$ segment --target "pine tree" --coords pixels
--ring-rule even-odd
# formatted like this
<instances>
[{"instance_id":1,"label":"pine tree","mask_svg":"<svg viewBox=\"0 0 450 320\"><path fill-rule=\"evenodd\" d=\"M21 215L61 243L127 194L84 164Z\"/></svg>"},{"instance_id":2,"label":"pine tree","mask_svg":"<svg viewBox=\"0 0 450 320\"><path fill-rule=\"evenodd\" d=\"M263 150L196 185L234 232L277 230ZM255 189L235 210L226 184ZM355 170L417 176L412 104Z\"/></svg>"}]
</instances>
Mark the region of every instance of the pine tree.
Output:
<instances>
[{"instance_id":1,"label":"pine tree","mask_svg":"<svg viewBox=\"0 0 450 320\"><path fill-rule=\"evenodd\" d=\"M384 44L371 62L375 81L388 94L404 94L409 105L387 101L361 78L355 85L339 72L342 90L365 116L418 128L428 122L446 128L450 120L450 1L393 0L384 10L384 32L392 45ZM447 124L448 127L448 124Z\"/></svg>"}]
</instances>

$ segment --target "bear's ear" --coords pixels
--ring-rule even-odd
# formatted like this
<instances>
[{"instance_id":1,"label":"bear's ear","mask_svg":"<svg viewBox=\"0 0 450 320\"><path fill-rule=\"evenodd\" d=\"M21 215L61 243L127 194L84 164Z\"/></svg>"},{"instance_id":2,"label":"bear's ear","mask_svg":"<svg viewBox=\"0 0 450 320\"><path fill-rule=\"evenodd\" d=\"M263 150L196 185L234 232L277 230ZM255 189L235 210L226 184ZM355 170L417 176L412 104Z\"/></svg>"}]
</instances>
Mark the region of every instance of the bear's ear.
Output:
*-*-*
REQUEST: Could you turn every line of the listing above into a numbered list, skipping the blank lines?

REPLY TO THE TASK:
1. $ segment --target "pine tree" --coords pixels
2. --ring-rule even-odd
3. # formatted like this
4. <instances>
5. [{"instance_id":1,"label":"pine tree","mask_svg":"<svg viewBox=\"0 0 450 320\"><path fill-rule=\"evenodd\" d=\"M21 215L61 243L127 194L84 164Z\"/></svg>"},{"instance_id":2,"label":"pine tree","mask_svg":"<svg viewBox=\"0 0 450 320\"><path fill-rule=\"evenodd\" d=\"M263 150L196 185L234 232L277 230ZM255 189L235 210L226 184ZM355 170L417 176L412 104Z\"/></svg>"}]
6. </instances>
7. Mark the region of every instance of the pine tree.
8. Output:
9. <instances>
10. [{"instance_id":1,"label":"pine tree","mask_svg":"<svg viewBox=\"0 0 450 320\"><path fill-rule=\"evenodd\" d=\"M384 44L371 62L375 81L388 94L404 94L409 105L387 101L361 78L355 85L339 72L342 90L365 116L418 128L428 122L446 128L450 120L450 1L393 0L384 10L384 32L392 45ZM447 124L448 127L448 124Z\"/></svg>"}]
11. </instances>
12. $ segment --target "bear's ear" --coords pixels
13. --ring-rule even-odd
14. # formatted like this
15. <instances>
16. [{"instance_id":1,"label":"bear's ear","mask_svg":"<svg viewBox=\"0 0 450 320\"><path fill-rule=\"evenodd\" d=\"M21 215L61 243L127 194L84 164Z\"/></svg>"},{"instance_id":2,"label":"bear's ear","mask_svg":"<svg viewBox=\"0 0 450 320\"><path fill-rule=\"evenodd\" d=\"M263 150L196 185L234 232L277 230ZM255 189L235 210L226 184ZM355 170L417 176L412 104Z\"/></svg>"}]
17. </instances>
18. Mark the region of every instance of the bear's ear.
19. Output:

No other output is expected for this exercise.